--- Begin Records provided ---
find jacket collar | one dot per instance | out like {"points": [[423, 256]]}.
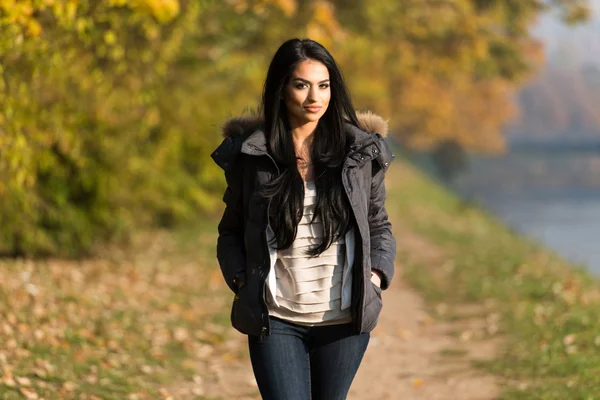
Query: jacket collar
{"points": [[246, 135]]}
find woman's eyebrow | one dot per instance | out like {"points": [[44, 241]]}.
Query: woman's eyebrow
{"points": [[307, 81]]}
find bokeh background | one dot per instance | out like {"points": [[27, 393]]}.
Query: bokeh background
{"points": [[109, 201], [109, 109]]}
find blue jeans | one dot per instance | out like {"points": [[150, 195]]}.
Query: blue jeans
{"points": [[298, 362]]}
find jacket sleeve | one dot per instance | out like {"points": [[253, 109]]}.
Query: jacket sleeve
{"points": [[231, 252], [383, 243]]}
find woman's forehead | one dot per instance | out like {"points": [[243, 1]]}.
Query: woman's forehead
{"points": [[311, 70]]}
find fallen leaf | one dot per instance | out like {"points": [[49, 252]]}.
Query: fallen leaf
{"points": [[417, 382]]}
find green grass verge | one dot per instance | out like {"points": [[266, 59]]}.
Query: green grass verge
{"points": [[550, 309]]}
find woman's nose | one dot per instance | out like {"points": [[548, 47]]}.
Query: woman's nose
{"points": [[313, 94]]}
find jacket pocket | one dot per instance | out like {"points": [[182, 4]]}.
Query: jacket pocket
{"points": [[373, 306], [243, 313]]}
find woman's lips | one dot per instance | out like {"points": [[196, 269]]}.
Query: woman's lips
{"points": [[313, 109]]}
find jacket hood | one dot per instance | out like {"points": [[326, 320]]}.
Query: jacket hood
{"points": [[246, 125], [245, 135]]}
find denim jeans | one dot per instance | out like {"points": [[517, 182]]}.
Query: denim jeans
{"points": [[298, 362]]}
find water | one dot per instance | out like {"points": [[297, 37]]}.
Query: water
{"points": [[553, 198]]}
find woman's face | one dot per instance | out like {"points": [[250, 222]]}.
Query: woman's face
{"points": [[307, 94]]}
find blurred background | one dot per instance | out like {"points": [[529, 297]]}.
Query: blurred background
{"points": [[109, 109], [109, 201]]}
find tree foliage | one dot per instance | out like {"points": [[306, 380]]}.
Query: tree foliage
{"points": [[109, 108]]}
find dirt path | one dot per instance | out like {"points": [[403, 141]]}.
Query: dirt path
{"points": [[412, 355]]}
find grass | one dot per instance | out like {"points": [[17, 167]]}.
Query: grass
{"points": [[131, 323], [125, 325], [549, 309]]}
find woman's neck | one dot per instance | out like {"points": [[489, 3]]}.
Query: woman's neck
{"points": [[304, 133]]}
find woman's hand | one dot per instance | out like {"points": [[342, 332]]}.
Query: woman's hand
{"points": [[376, 278]]}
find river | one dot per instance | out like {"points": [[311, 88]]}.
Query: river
{"points": [[550, 196]]}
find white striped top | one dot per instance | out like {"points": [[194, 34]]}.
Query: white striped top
{"points": [[309, 289]]}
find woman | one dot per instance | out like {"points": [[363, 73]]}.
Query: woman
{"points": [[305, 241]]}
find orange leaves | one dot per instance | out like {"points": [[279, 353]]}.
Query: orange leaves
{"points": [[324, 26]]}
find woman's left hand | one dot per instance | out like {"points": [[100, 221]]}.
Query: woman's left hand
{"points": [[376, 278]]}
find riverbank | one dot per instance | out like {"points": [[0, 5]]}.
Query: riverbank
{"points": [[548, 310], [152, 321]]}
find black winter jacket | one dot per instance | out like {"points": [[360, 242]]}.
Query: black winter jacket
{"points": [[242, 248]]}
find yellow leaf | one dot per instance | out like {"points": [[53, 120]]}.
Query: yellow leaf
{"points": [[417, 382]]}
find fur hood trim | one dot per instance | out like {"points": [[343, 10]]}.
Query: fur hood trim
{"points": [[240, 126]]}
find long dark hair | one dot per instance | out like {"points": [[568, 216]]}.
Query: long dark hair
{"points": [[329, 147]]}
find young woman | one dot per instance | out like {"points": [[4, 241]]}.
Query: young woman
{"points": [[305, 242]]}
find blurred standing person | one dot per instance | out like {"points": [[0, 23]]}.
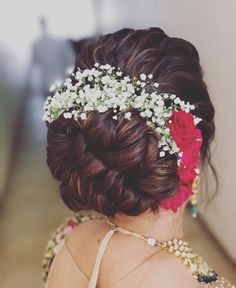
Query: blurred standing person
{"points": [[50, 59]]}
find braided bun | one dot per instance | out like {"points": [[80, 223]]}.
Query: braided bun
{"points": [[113, 165]]}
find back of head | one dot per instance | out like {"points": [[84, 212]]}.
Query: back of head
{"points": [[114, 166]]}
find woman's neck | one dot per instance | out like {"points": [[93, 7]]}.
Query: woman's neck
{"points": [[163, 226]]}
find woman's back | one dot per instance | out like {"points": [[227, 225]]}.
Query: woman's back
{"points": [[126, 262]]}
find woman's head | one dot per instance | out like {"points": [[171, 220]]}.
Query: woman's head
{"points": [[114, 166]]}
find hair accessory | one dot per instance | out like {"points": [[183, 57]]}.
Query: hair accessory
{"points": [[104, 87]]}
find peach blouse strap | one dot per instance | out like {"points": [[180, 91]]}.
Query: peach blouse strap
{"points": [[102, 248]]}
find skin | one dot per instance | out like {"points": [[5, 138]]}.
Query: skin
{"points": [[152, 267]]}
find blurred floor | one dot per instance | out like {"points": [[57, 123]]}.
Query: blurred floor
{"points": [[34, 209]]}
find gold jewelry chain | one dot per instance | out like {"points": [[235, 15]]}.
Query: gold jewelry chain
{"points": [[150, 241]]}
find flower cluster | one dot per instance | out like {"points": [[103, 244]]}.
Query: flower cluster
{"points": [[104, 87]]}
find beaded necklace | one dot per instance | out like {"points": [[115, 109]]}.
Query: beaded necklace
{"points": [[180, 249]]}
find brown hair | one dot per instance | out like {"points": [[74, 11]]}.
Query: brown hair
{"points": [[110, 165]]}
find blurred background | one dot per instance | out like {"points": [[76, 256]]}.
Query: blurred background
{"points": [[38, 41]]}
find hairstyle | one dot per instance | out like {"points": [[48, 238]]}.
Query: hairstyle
{"points": [[114, 166]]}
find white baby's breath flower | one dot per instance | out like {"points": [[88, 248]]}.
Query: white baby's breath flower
{"points": [[102, 88], [162, 153], [119, 73], [69, 70], [101, 108], [128, 115], [148, 113], [67, 115], [156, 85], [83, 116], [197, 120], [177, 100]]}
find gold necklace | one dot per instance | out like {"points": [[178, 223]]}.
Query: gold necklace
{"points": [[180, 249]]}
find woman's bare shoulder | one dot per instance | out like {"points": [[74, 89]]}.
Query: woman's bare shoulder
{"points": [[169, 272]]}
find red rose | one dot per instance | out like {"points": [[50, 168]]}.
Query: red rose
{"points": [[183, 129], [178, 199], [189, 162]]}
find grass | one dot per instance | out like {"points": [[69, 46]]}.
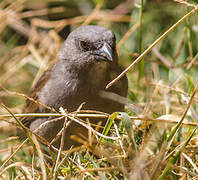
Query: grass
{"points": [[157, 135]]}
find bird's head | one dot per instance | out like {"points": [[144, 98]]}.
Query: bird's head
{"points": [[89, 45]]}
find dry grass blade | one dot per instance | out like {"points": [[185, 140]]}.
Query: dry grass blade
{"points": [[41, 157], [150, 47]]}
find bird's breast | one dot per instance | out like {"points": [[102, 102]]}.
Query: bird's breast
{"points": [[97, 74]]}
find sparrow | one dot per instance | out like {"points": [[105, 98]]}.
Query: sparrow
{"points": [[88, 61]]}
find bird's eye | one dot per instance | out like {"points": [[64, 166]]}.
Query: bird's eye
{"points": [[85, 46]]}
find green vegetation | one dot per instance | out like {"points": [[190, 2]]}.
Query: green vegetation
{"points": [[157, 136]]}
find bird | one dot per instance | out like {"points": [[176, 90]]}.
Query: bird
{"points": [[87, 62]]}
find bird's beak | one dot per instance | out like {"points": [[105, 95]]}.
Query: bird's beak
{"points": [[105, 52]]}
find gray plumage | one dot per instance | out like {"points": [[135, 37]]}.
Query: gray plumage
{"points": [[87, 63]]}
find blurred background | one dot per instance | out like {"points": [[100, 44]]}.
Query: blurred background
{"points": [[32, 33]]}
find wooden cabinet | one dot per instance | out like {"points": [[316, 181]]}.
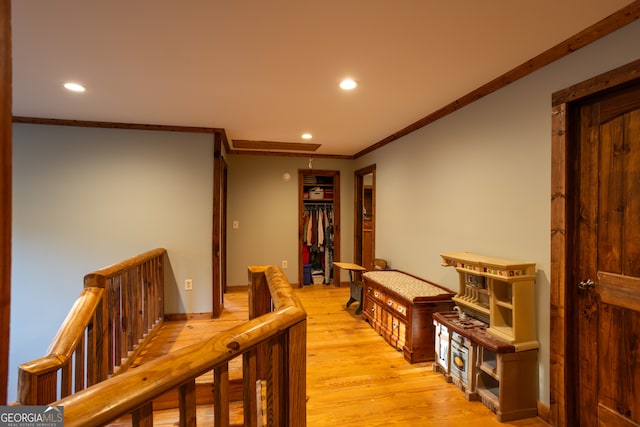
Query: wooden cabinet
{"points": [[498, 295], [400, 307], [500, 292], [507, 383], [318, 225]]}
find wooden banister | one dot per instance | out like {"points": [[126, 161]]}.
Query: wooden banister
{"points": [[273, 348], [119, 307]]}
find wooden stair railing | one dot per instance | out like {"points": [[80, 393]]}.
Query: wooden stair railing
{"points": [[119, 308], [272, 344]]}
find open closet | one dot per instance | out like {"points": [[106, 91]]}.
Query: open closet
{"points": [[318, 226]]}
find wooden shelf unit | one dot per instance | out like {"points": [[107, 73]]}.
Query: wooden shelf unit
{"points": [[500, 292]]}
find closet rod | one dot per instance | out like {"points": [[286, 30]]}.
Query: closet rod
{"points": [[316, 206]]}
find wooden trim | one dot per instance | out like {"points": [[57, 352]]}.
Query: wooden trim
{"points": [[292, 154], [216, 264], [616, 289], [117, 125], [544, 413], [5, 194], [274, 145], [562, 164], [613, 22], [182, 317]]}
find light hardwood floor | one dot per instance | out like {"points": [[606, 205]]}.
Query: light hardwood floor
{"points": [[354, 378]]}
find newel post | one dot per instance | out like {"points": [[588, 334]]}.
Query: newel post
{"points": [[259, 295]]}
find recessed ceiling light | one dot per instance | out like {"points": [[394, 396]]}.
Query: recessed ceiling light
{"points": [[348, 84], [75, 87]]}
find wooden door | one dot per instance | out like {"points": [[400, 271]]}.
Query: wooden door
{"points": [[606, 272]]}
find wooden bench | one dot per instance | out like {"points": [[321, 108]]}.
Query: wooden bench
{"points": [[400, 307]]}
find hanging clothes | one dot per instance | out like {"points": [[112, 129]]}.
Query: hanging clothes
{"points": [[318, 237]]}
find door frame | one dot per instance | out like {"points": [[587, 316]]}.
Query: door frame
{"points": [[562, 294], [336, 220], [357, 211]]}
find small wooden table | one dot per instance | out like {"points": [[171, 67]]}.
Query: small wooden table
{"points": [[355, 287]]}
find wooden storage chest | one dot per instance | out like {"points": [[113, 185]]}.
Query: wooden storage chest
{"points": [[400, 307]]}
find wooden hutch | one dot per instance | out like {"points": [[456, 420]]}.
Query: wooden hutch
{"points": [[489, 348]]}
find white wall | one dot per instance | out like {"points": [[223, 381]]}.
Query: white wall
{"points": [[479, 179], [266, 207], [86, 198]]}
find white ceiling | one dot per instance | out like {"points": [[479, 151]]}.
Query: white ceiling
{"points": [[269, 70]]}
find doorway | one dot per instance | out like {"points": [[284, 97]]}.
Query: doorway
--- End Records provided ---
In the listing above, find the line containing "find small wooden" and please quote exactly that line through the last one, and no other lines.

find small wooden table | one dot per instance | out like {"points": [[171, 67]]}.
Query: small wooden table
{"points": [[355, 287]]}
find wooden storage chest | one dot per instance | out like {"points": [[113, 185]]}.
Query: wooden storage chest
{"points": [[400, 307]]}
find wooden hutch | one dot per instance | out like {"points": [[456, 420]]}.
Query: wooden hutch
{"points": [[489, 348]]}
find white wall | one dot per instance | out like {"points": [[223, 381]]}.
Query: white wall
{"points": [[479, 179], [266, 207], [86, 198]]}
find white ceiling | one dot per instance | out like {"points": [[479, 151]]}.
Query: white ceiling
{"points": [[269, 70]]}
find doorway | one dot per instance | out like {"points": [[284, 97]]}.
Query: doorway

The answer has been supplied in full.